▶ [REQUIRED WORK]: Recast the entries below as a JSON list of strings, one string per line with blank lines left out, starting at the first line and going on through the line that contains "[[[476,316],[485,318],[485,305],[483,304],[475,304],[476,308]]]".

▶ [STORED RECORDS]:

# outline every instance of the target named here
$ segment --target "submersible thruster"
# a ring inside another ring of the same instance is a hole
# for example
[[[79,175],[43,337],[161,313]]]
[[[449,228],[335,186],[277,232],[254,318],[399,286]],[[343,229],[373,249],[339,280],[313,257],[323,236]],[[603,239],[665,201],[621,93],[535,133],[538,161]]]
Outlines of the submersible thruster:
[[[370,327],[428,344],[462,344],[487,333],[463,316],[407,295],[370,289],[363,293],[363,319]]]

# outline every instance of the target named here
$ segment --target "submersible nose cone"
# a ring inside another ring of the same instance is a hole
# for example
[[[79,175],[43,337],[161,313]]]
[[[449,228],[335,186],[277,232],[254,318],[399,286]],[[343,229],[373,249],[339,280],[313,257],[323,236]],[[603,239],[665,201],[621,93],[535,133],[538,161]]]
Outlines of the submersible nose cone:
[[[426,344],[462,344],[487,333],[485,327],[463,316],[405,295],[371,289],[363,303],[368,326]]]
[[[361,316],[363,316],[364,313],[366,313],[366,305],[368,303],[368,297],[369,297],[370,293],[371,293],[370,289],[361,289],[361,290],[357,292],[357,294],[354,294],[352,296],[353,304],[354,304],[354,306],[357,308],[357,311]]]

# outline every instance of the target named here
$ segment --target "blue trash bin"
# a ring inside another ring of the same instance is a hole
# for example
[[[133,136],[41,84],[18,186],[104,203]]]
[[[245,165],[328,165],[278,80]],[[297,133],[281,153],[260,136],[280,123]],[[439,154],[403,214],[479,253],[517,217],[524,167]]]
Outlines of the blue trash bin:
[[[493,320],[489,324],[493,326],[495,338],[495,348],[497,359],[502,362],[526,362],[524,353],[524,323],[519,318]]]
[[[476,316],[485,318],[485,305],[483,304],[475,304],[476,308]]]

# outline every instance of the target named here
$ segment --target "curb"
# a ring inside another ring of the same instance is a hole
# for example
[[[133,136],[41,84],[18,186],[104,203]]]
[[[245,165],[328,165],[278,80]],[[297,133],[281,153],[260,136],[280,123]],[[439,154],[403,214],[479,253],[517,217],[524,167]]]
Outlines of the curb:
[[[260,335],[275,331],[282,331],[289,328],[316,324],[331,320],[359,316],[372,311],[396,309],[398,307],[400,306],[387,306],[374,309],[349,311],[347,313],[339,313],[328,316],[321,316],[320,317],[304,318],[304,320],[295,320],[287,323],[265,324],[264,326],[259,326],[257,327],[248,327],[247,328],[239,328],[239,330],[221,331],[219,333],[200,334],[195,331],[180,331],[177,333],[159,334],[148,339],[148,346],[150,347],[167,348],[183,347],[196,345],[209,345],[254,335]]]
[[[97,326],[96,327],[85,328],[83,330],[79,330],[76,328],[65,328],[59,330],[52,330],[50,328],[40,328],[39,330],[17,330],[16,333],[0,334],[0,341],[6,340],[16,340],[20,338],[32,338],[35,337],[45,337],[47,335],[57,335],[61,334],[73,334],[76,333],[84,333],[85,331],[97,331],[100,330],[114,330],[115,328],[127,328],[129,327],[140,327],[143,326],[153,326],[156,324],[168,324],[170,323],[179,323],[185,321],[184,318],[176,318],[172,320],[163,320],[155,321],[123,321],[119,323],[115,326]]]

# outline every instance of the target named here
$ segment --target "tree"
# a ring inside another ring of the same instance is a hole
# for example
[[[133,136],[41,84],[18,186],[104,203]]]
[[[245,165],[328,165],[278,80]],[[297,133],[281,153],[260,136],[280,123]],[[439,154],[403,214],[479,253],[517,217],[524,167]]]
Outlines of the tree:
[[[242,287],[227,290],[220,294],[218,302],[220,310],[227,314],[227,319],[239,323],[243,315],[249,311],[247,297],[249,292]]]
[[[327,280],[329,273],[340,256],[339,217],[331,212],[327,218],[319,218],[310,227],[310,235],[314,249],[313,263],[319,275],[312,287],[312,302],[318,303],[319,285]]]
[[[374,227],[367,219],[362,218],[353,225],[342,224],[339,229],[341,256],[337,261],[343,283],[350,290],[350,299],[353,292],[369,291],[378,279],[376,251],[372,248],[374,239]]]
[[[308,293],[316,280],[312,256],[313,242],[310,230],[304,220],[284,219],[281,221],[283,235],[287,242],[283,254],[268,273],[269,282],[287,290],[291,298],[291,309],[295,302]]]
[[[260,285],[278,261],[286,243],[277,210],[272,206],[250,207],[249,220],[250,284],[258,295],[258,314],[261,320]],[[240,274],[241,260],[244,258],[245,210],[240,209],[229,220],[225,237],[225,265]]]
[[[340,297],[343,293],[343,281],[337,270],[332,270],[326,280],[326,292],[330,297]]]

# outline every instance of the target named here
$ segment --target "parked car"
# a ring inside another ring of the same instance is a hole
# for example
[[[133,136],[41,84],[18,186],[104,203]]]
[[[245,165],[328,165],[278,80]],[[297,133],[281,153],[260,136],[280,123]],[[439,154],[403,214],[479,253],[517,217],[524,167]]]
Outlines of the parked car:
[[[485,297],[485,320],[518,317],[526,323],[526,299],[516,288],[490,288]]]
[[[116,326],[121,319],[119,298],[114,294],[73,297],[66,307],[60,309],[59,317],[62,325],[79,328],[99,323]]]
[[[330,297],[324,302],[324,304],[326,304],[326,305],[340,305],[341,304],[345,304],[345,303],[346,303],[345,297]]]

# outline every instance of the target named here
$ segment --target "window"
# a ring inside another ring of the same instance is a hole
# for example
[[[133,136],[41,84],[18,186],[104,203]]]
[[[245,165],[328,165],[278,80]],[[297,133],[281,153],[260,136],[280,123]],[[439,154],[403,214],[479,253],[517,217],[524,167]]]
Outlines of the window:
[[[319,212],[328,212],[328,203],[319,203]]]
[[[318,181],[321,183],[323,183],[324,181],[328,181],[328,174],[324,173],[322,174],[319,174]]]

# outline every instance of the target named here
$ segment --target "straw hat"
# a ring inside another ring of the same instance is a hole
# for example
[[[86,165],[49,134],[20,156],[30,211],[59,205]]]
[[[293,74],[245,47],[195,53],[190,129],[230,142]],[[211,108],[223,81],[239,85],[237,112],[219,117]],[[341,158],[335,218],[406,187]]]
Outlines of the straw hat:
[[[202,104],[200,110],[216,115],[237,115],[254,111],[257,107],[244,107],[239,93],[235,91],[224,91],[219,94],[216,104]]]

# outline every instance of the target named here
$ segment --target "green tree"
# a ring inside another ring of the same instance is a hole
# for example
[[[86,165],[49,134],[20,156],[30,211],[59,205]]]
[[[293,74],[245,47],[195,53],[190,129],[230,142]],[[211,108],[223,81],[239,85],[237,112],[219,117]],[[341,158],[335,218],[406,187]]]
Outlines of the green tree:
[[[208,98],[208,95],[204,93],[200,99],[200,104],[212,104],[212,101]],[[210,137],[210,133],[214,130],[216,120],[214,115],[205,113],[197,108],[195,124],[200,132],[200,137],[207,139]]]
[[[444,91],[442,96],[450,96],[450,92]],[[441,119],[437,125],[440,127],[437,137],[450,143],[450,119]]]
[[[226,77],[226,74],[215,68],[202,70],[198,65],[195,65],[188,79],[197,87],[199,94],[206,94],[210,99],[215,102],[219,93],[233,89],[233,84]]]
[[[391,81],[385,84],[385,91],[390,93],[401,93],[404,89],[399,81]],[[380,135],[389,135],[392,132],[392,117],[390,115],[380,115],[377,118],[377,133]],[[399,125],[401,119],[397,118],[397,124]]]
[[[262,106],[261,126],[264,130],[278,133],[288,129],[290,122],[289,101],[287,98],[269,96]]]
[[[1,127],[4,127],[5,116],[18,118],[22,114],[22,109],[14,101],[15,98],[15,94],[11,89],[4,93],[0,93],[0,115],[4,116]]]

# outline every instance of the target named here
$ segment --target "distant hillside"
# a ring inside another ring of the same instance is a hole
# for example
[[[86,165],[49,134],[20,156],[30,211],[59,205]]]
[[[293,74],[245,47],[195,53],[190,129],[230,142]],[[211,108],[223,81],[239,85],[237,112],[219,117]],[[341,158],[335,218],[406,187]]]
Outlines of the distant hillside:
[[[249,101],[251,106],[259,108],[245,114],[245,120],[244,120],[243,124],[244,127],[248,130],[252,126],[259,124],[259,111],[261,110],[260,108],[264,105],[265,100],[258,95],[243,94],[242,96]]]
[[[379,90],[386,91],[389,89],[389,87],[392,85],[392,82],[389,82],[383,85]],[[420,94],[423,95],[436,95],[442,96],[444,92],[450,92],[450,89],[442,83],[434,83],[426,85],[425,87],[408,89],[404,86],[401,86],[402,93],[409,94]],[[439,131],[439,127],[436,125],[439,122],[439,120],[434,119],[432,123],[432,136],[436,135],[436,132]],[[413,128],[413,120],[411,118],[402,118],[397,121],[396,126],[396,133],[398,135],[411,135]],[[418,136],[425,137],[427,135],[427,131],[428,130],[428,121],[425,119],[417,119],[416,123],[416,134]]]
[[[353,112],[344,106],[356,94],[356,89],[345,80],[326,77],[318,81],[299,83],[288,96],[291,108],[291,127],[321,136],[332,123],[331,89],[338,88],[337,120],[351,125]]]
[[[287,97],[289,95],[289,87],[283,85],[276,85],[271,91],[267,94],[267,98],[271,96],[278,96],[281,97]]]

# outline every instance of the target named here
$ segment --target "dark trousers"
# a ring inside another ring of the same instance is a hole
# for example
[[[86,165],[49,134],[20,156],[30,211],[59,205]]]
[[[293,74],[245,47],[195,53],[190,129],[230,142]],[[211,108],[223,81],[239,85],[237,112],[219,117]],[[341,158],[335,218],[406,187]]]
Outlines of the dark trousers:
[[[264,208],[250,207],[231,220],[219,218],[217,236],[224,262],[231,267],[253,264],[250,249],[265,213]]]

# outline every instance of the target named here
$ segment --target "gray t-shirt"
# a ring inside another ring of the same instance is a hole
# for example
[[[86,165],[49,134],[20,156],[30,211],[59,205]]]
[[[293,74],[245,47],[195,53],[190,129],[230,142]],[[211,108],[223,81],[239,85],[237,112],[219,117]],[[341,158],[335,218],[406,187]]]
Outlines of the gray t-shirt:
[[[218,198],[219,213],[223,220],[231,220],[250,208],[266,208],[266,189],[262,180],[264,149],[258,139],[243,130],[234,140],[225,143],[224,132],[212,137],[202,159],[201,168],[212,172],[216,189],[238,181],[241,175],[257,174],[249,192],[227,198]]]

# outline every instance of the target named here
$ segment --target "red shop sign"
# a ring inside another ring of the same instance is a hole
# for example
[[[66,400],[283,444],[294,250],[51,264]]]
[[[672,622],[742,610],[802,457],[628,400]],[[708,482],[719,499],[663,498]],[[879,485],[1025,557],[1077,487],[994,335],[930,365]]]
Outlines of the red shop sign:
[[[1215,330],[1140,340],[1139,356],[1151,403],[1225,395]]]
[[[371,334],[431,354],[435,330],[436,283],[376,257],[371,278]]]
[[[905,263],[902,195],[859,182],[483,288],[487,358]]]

▶ [WRITTEN ANSWER]:
[
  "# outline every instance of the target named here",
  "$ segment --target \"submersible thruster\"",
  "# a ring inside another ring of the same instance is a hole",
  "# for example",
  "[[[79,175],[43,337],[161,313]]]",
  "[[[449,228],[335,186],[277,232],[254,318],[399,286]],[[343,229],[373,249],[339,280],[313,257],[323,236]],[[603,239],[665,201],[621,93],[535,133],[538,161]]]",
  "Outlines of the submersible thruster:",
  "[[[370,327],[428,344],[462,344],[487,333],[463,316],[407,295],[370,289],[363,293],[363,319]]]",
  "# outline every instance of the target named here",
  "$ segment --target \"submersible nose cone\"",
  "# a ring inside another ring of the same instance is a hole",
  "# for example",
  "[[[79,175],[43,337],[161,313]]]",
  "[[[449,228],[335,186],[277,232],[254,318],[399,286]],[[343,229],[373,249],[339,280],[313,257],[323,236]],[[603,239],[665,201],[621,93],[535,133],[538,161]]]",
  "Outlines of the submersible nose cone:",
  "[[[426,344],[462,344],[487,333],[485,327],[463,316],[405,295],[371,289],[363,303],[368,326]]]",
  "[[[361,316],[363,316],[364,313],[366,313],[366,305],[368,303],[368,297],[369,297],[370,293],[371,293],[370,289],[361,289],[361,290],[357,292],[357,294],[354,294],[352,296],[353,304],[354,304],[354,306],[357,308],[357,311]]]",
  "# outline every instance of the target named here",
  "$ segment --target \"blue trash bin\"",
  "# a ring inside another ring of the same instance is a hole",
  "# for example",
  "[[[133,136],[41,84],[18,186],[104,203]]]",
  "[[[245,165],[328,165],[278,80]],[[297,133],[281,153],[260,136],[280,123]],[[439,154],[403,214],[479,253],[517,217],[524,167]]]",
  "Outlines of the blue trash bin:",
  "[[[493,320],[489,324],[493,326],[495,338],[495,348],[497,359],[502,362],[526,362],[524,353],[524,323],[519,318]]]",
  "[[[476,316],[485,318],[485,305],[483,304],[475,304],[476,308]]]"
]